(Input material begins)
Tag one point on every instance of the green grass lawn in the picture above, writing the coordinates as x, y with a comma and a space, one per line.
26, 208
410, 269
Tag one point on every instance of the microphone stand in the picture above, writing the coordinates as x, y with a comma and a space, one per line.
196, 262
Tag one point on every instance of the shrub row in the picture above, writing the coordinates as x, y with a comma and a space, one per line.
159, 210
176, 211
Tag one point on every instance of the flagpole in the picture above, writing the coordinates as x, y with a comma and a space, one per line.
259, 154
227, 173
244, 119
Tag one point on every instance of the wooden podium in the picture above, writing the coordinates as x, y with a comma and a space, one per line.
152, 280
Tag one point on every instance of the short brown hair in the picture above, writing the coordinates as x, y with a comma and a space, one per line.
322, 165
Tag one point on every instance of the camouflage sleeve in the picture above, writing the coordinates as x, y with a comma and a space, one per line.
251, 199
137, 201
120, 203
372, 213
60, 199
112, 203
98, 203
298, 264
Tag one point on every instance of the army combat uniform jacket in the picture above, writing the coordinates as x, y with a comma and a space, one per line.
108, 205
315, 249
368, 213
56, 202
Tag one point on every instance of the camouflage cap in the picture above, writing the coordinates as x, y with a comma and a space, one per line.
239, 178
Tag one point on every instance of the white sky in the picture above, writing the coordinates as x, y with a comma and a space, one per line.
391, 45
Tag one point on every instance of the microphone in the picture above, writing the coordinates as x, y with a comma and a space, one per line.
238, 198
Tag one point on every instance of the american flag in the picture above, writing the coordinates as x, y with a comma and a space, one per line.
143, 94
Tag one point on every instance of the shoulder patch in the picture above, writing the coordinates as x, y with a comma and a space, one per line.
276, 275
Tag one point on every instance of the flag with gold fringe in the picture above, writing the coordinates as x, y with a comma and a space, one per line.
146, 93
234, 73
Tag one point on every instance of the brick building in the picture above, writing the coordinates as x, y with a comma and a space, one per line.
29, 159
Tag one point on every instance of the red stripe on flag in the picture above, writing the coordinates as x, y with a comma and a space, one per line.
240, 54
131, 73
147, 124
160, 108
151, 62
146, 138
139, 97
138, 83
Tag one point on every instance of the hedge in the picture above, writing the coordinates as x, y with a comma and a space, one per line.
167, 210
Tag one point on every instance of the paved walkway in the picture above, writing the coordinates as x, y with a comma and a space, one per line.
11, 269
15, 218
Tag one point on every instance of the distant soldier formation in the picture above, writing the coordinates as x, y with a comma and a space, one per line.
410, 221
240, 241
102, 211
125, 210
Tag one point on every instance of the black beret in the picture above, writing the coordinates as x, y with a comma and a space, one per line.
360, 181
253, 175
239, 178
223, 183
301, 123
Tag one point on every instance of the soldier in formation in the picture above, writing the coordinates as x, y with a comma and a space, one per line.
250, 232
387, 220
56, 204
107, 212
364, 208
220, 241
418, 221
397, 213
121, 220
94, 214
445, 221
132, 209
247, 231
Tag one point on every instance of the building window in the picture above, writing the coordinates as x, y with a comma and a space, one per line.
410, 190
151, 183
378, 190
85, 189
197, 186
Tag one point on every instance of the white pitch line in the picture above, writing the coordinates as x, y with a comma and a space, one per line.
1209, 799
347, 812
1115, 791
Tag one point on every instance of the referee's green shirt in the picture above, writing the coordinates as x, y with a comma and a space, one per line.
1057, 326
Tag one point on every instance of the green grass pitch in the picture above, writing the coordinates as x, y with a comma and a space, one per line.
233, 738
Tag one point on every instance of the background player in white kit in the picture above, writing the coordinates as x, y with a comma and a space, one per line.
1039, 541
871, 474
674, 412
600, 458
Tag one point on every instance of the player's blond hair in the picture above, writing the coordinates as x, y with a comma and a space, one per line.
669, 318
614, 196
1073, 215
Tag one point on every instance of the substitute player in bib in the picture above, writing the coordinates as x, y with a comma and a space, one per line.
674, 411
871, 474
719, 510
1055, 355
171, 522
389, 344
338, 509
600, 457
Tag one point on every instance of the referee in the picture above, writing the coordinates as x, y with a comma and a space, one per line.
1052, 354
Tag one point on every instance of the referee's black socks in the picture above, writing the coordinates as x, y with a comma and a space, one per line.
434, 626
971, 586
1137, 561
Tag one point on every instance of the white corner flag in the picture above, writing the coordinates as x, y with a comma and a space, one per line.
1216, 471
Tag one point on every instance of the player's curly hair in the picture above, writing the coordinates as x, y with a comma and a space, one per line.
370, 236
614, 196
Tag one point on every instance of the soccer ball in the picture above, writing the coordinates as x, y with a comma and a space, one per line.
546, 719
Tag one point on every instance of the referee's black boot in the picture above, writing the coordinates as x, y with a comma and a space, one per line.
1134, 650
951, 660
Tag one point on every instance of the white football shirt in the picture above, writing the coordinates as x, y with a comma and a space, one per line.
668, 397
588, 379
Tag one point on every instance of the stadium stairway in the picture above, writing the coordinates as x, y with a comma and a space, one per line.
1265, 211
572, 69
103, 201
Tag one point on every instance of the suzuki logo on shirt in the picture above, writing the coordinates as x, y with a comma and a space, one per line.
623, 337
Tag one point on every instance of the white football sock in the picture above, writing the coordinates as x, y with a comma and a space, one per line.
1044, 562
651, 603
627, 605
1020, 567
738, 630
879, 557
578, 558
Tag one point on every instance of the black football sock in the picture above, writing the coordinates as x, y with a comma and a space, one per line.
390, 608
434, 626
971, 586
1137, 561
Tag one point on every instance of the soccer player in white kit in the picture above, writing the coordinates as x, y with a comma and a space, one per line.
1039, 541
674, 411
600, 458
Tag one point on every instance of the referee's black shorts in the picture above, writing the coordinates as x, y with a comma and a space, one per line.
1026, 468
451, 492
(Input material ends)
:: Action item ::
With the records above in view, retype each one exactly.

:: Final answer ::
Tag one point on every instance of the green grass lawn in the picture above, writing the coordinates as x, y with a comma and a space, one per line.
26, 208
410, 269
Tag one point on every instance of the microphone stand in the picture above, writing the coordinates as x, y with a comma and a space, one per line.
196, 262
Tag one point on every instance of the shrub row in the picture above, writing the coordinates as x, y with a comma and a space, one per line.
159, 210
176, 211
Tag one point on every instance of the flagpole in the picture above, writing the coordinates as x, y with a comma and a space, one per line.
259, 154
227, 173
244, 119
Tag one point on every instance of the wooden podium in the picture above, writing the coordinates as x, y with a comma and a space, one per line.
152, 280
Tag one point on every instance of the short brown hair in the picture above, writing the coordinates as x, y with a comma and a space, one per line.
322, 165
Tag one point on every instance of the camouflage sleeve in the picture above, writing the coordinates as x, y with a comma and a space, one per line.
251, 199
137, 201
120, 203
372, 213
60, 199
112, 203
98, 203
298, 264
Tag one point on every instance of the army combat uniform jacket in the picture above, writing the coordinates as x, y with a comma and a space, one per line.
108, 205
315, 249
368, 213
56, 202
Tag one point on every instance of the camouflage cap in the picture above, writing the coordinates as x, y with a comma and a space, one per line.
239, 178
Tag one point on every instance of the white sky in the picture above, writing the coordinates as x, y with a comma and a space, one per line.
391, 45
Tag one point on every instance of the microphone in the picture above, writing the coordinates as x, y with a comma and a space, one per line.
238, 198
Tag one point on every instance of the american flag in the picture above, writing the coordinates as x, y with a comma and a space, one per line.
143, 94
Tag one point on every instance of the shoulder patch in the picture above, writing the coordinates as x, y with a comma and a space, one per line.
276, 275
Tag one point on every instance of the flag with gold fringe in the picture above, writing the coordinates as x, y with a comma and a space, one per line.
146, 93
234, 73
Tag one point on every instance of the brick building in the picture above, writing the coordinates as x, y with a comma and a space, one per line.
29, 159
Tag one point on every instance of the red stripe on flag in the picture above, writing the coordinates as x, y with a comma and a space, one per line.
240, 54
131, 73
147, 124
160, 108
151, 62
146, 138
139, 97
138, 83
Tag one point on every instance of the hedge in the picture above, writing the coordinates as x, y with a comma and a space, one per line.
167, 210
Tag one point on every instance of the paved walkway in the picture above, writing the coordinates as x, y with a comma and a space, one per line.
11, 269
15, 218
Tag one point on every instance of the distant soldier formation in the picture above, writing the coordinates as x, y with a comma and a space, one per line.
410, 221
240, 241
102, 211
125, 210
Tag one point on every instance of the black beret in the picture above, writing the coordinates as x, y with a comma and a space, one per line.
360, 181
253, 175
239, 178
223, 183
301, 123
Tag one point on every instance of the soldier in formation in the picture above, writing the coordinates as x, y with a comma and a space, one per line.
250, 232
387, 220
56, 204
107, 212
364, 208
220, 241
418, 221
397, 213
121, 220
94, 214
445, 221
132, 209
247, 231
Tag one point on every instance of the building window in the picture above, writing the coordinates as x, y with a comma and a space, one per line.
410, 190
151, 183
378, 190
85, 189
197, 186
Tag one point on every instance of the white pitch line in the picture above, writing the coordinates as x, y with a comma and a space, one per line.
1209, 799
347, 812
1115, 791
Tag one point on every instance of the referee's green shirt in the picture above, writing the coordinates as x, y with a comma and a space, one per line.
1057, 326
Tag one point on every instance of the green grass pitch in the picture above, writing the coordinates as x, y with a comma and a space, one per line.
233, 738
Tag one point on every instance of the background player in white kit in the picture above, writing the coordinates as x, y with a comma and a space, one per line.
1039, 541
871, 474
674, 412
600, 458
Tag one point on every instance of the player's blond hair in the picture above, writing the coordinates as x, y with a comma and a space, one per line.
669, 318
614, 196
1073, 215
Tag one point on every instance of the substitute player in bib in the picture above, writing the coordinates as x, y with a comma and a space, one per line.
674, 411
871, 474
719, 510
1055, 355
171, 522
389, 344
338, 509
600, 457
Tag one point on every instance of the referee in the picture above, writing the coordinates as x, y with a comma and a space, one per line.
1052, 354
Tag one point on every instance of the referee's black socks in the picture above, writing the coordinates as x, y with a comma and a space, one per line.
434, 626
971, 586
1137, 561
Tag one point on every instance of the white corner flag in the picture above, writing the coordinates as x, y with a comma and a space, one per line.
1216, 471
Tag one point on every instance of the player's curly hair in the picture above, writing the coordinates as x, y with a comma and a space, one per line.
370, 236
614, 196
Tag one point on every instance of the soccer ball in the picture above, writing the coordinates as x, y with a comma and a space, one per line.
546, 719
Tag one point on every instance of the referee's black boot in the picture above, writing the coordinates as x, y with a comma and a space, one per line.
1134, 650
951, 660
Tag one point on every instance of the white football shirt in the picture above, writing the coordinates as x, y with a comma and a space, one per line.
668, 397
588, 379
Tag one point on every instance of the stadium stairway in the picture above, writing the coordinates as x, y with a comma and a space, one per line.
1265, 211
572, 69
103, 201
Tag one point on every instance of the suzuki logo on shirt in the picture above, writing the coordinates as x, y with a comma and a space, one per line.
623, 337
Tag one point on every instance of the white football sock in the picture above, writing the coordinates as x, y with a comma and a space, one per line.
1044, 562
651, 603
627, 605
1020, 567
738, 630
879, 557
578, 558
Tag one point on every instance of the black football sock in the picture above, writing the coordinates as x, y with a comma and a space, one per line.
390, 608
434, 626
971, 586
1137, 561
Tag one point on every instance of the soccer player in white kit in the picture above, writing the coordinates as x, y with a comma and a space, one per line.
1039, 541
674, 411
600, 458
Tag one point on every instance of the referee's black shorts in the picture above, writing the coordinates as x, y with a comma and a space, one per line.
1026, 468
451, 492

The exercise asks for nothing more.